** Passage **

━━━━━━━━━━━━━━━━━━━━

In past years, media outlets and parents have turned to a term, "dry drowning" (or "secondary drowning"), to explain a rare phenomenon that can occur after a child — or anyone — has been swimming (we admit to being confused ourselves). However, as it turns out, "dry drowning" isn't an actual medical term and this condition — in which children develop fevers and experience symptoms like vomiting days after swimming — has been grossly over-reported as something that can commonly occur, worrying parents all over the world.
We spoke to Dr. Evan Weiner, the director of emergency medicine at St. Christopher's Hospital For Children in Philadelphia, who was able to clarify some of the finer details of this condition for us, as well as provide the correct medical terminology.
"'Dry drowning' is not a medical term," Dr. Weiner told POPSUGAR. "References to 'dry drowning' create a false worry that someone will be swimming and asymptomatic one day and then decompensate the next. The terms we use today are 'fatal drowning,' 'nonfatal drowning with injury,' and 'nonfatal drowning without injury.' Basically, it's about the lasting outcome. If the patient is alive, then I'd call it nonfatal drowning."
Additionally, Dr. Weiner shared that the most vulnerable population in terms of drowning are toddlers, but that drowning doesn't look how you think it does, which is why you need to remain vigilant around bodies of water with small children. "A typical drowning victim that doesn't necessarily need to be submerged in the water, is someone who is motionless, just above the water, but is probably experiencing laryngospasm (when water is taken in through the nose and/or mouth, causing the vocal cords to spasm and close). This is in contrast to the Hollywood drowning victim thrashing in the water."
With that in mind, Dr. Weiner shared the signs and symptoms of this condition with us so that in the rare case your child develops any of them, you can be on guard and ready to act.
- Coughing or choking
- Difficulty breathing
- Chest pain
In terms of a timeline, initial symptoms are immediate, and will only get worse over time. "If water is aspirated (not swallowed), symptoms can develop over a 24-hour period, but the patient would experience initial symptoms — such as coughing, choking, and breathing problems — that get worse," Dr. Weiner said. "If the child is persistently coughing, choking, or having difficulty breathing after swimming, the child should be monitored to make sure the symptoms do not worsen. If symptoms do worsen, the child should be taken to their pediatrician or nearest emergency room."

━━━━━━━━━━━━━━━━━━━━

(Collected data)

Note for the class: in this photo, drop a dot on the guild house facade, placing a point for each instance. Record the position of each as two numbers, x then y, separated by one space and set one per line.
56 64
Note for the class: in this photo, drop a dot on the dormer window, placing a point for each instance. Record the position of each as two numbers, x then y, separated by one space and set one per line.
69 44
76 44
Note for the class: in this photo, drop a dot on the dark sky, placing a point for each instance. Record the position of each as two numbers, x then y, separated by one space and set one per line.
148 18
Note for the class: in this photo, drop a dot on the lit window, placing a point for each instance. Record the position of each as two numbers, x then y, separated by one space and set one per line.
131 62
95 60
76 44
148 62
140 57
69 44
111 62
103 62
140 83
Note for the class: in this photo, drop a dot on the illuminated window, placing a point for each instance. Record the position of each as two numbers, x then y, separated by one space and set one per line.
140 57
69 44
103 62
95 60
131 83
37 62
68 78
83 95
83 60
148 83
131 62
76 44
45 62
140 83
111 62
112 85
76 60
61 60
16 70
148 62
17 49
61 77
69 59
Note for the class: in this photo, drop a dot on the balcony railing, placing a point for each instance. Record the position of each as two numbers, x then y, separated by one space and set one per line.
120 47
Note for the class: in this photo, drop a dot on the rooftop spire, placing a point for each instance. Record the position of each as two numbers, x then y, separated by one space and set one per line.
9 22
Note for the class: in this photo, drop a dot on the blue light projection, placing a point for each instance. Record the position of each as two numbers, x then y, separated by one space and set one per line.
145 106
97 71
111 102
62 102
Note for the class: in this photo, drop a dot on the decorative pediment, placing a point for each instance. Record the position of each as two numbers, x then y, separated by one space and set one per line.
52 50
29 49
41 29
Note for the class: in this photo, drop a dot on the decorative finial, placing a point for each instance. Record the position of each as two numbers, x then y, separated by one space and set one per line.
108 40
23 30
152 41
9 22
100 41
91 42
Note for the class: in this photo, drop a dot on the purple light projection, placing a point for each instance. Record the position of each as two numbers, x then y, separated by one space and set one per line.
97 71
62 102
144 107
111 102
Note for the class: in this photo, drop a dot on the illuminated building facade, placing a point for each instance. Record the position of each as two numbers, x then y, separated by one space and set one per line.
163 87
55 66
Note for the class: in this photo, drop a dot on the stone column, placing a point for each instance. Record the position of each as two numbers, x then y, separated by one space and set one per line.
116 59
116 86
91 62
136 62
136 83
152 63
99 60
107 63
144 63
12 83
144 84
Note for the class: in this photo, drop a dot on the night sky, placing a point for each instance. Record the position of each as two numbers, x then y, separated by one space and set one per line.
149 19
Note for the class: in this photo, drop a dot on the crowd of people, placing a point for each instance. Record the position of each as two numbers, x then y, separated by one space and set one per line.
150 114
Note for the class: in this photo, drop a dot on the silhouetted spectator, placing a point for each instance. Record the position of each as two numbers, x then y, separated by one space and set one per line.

━━━━━━━━━━━━━━━━━━━━

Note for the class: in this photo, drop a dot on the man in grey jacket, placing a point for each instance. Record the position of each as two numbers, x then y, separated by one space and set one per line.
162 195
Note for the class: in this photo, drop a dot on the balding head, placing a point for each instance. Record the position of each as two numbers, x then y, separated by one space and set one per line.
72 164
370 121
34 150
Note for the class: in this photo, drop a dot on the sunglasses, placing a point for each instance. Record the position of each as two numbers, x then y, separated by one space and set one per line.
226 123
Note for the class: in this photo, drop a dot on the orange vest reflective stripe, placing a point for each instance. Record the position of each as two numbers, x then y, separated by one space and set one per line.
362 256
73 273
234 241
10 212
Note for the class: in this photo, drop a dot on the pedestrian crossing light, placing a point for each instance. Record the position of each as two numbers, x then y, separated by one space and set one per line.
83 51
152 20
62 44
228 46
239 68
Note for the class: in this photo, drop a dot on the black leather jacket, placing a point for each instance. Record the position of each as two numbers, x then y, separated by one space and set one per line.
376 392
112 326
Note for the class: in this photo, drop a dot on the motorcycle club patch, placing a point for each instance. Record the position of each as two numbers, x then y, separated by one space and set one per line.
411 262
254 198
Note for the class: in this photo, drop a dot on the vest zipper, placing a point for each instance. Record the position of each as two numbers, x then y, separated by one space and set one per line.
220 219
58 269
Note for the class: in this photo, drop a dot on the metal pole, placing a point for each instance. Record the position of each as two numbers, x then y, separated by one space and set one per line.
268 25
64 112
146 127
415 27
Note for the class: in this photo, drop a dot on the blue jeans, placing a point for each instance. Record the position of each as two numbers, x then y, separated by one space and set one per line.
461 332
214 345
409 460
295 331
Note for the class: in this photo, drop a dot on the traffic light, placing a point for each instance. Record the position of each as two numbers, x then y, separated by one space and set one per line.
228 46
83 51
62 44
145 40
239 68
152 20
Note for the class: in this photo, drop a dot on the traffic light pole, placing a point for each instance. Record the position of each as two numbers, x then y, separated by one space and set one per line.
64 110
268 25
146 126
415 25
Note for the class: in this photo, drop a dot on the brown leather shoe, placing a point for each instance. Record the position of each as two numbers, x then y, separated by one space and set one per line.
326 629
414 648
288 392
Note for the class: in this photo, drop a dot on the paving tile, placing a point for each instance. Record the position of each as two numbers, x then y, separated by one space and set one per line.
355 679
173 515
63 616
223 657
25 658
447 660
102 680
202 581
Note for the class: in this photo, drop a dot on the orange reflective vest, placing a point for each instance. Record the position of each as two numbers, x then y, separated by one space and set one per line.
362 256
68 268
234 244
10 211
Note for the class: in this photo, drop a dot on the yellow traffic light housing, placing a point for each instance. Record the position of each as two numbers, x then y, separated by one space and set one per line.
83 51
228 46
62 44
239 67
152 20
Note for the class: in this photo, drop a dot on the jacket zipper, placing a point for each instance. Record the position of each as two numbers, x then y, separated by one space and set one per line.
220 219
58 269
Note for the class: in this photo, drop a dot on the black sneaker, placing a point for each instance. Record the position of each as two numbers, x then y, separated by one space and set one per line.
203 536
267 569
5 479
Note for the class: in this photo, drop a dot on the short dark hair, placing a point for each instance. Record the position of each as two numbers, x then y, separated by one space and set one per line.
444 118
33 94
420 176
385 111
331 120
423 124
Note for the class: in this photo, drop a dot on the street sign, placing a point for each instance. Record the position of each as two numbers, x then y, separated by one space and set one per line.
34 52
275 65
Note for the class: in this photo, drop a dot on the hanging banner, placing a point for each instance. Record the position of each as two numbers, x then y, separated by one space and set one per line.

━━━━━━━━━━━━━━━━━━━━

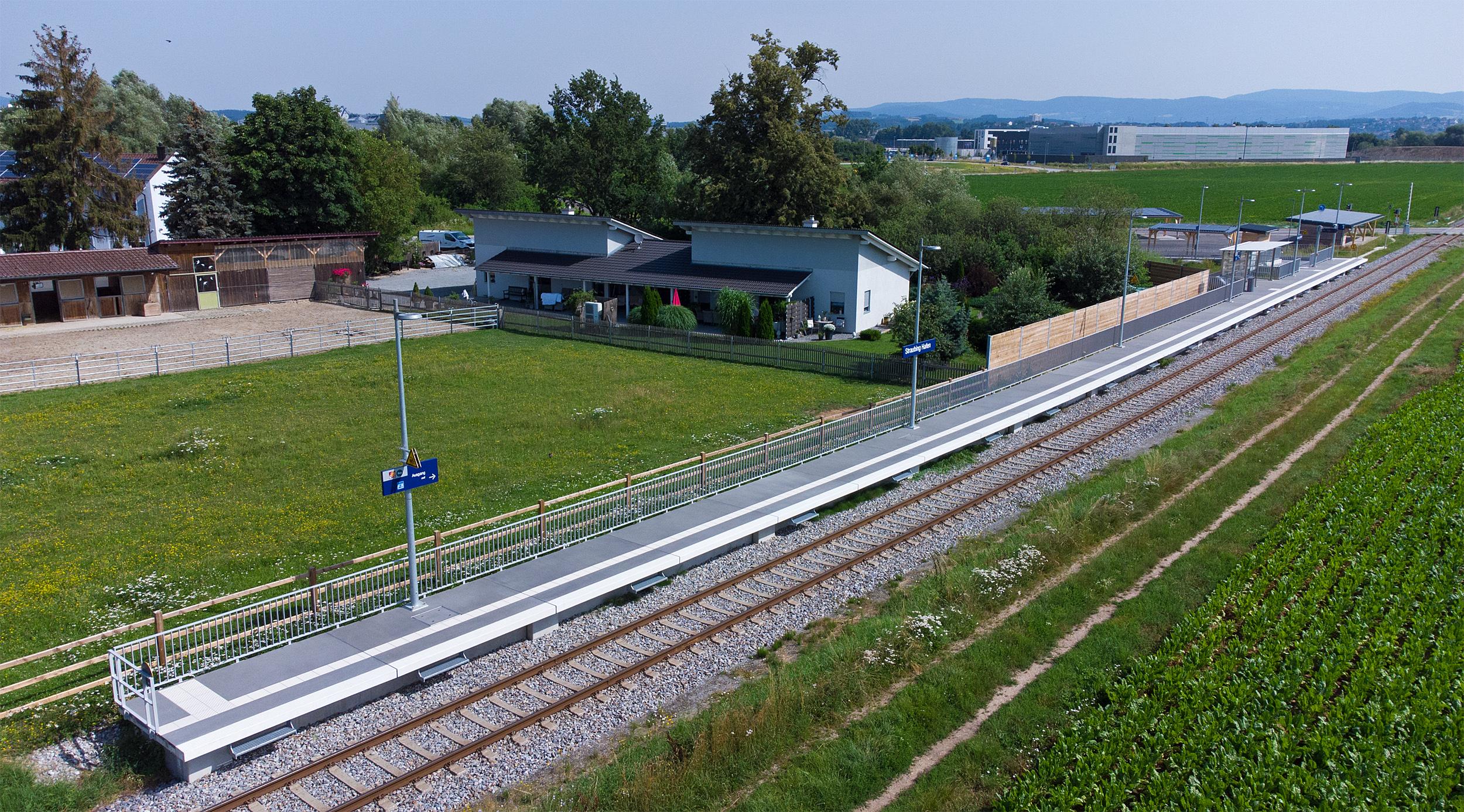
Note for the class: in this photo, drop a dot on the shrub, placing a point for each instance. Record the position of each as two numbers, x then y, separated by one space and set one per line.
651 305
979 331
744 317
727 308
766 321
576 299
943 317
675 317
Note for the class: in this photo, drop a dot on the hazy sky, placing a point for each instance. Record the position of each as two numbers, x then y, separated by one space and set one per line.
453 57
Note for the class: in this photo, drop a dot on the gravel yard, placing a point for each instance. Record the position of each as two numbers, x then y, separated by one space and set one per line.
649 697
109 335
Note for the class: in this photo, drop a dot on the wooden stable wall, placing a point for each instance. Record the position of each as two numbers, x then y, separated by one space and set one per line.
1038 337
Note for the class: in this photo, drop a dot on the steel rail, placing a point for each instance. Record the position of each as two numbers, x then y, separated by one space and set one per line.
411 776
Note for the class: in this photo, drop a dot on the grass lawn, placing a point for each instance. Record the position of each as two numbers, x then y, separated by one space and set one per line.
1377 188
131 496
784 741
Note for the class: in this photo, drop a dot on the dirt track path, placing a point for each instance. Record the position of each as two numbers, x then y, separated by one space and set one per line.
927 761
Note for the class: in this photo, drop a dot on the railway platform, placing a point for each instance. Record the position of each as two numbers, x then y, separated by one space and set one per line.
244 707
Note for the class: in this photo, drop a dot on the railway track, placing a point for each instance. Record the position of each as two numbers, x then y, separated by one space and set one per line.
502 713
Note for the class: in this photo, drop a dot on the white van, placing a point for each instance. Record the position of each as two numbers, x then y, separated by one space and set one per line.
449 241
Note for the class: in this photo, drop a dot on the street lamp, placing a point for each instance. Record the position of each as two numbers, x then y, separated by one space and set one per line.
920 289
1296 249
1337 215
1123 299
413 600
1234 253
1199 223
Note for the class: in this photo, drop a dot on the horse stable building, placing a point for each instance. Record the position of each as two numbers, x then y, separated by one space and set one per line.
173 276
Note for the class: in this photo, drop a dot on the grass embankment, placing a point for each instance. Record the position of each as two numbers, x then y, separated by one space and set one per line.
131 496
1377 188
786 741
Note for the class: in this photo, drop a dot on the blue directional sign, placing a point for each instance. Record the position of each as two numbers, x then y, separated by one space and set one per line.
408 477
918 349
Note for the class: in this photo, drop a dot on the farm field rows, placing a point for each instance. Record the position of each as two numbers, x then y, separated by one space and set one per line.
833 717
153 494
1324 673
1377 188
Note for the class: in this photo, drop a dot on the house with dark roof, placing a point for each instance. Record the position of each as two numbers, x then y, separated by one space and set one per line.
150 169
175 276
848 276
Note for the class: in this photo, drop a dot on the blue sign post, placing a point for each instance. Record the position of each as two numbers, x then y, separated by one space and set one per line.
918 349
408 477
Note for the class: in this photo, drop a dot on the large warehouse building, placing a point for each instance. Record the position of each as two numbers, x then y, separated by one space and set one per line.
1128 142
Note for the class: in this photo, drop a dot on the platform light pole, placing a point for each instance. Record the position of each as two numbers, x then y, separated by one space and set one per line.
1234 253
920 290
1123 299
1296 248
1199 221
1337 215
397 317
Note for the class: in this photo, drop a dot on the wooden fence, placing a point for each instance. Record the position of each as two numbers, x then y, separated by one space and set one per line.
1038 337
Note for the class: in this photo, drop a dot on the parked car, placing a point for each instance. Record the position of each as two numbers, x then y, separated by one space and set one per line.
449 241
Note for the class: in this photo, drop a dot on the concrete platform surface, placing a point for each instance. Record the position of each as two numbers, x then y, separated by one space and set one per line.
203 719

━━━━━━━━━━━━━━━━━━━━

** Tasks to complete **
[a] According to the drowning article, which population is most vulnerable to drowning?
[b] Please copy out the part of the drowning article between "In past years, media" and "over the world.", inclusive.

** Numbered responses **
[a] Toddlers.

[b]
In past years, media outlets and parents have turned to a term, "dry drowning" (or "secondary drowning"), to explain a rare phenomenon that can occur after a child — or anyone — has been swimming (we admit to being confused ourselves). However, as it turns out, "dry drowning" isn't an actual medical term and this condition — in which children develop fevers and experience symptoms like vomiting days after swimming — has been grossly over-reported as something that can commonly occur, worrying parents all over the world.